Wherever the line that contains "Target: black spot on wing" falls, repeat it and the lines after it exactly until the records end, without any pictures.

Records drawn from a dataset
+ + + + + + +

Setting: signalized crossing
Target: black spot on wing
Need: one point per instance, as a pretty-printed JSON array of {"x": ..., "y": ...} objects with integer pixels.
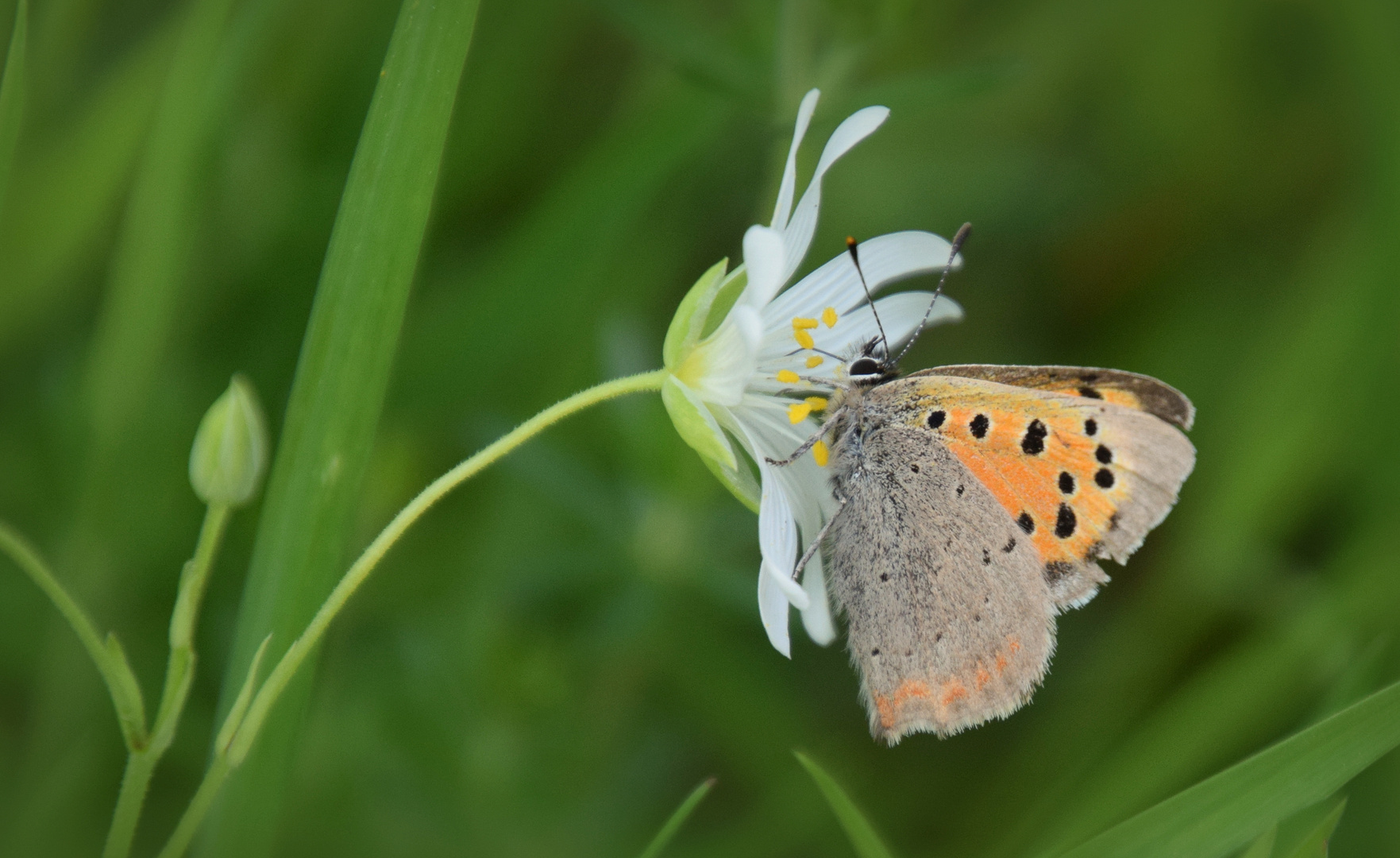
[
  {"x": 1033, "y": 443},
  {"x": 1066, "y": 523}
]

+ + + + + + +

> WRITTEN REPLY
Target: black spot on wing
Need: one point per instance, as a pretty-printed JSON array of {"x": ..., "y": ...} objects with integer pixels.
[
  {"x": 1033, "y": 443},
  {"x": 1066, "y": 523}
]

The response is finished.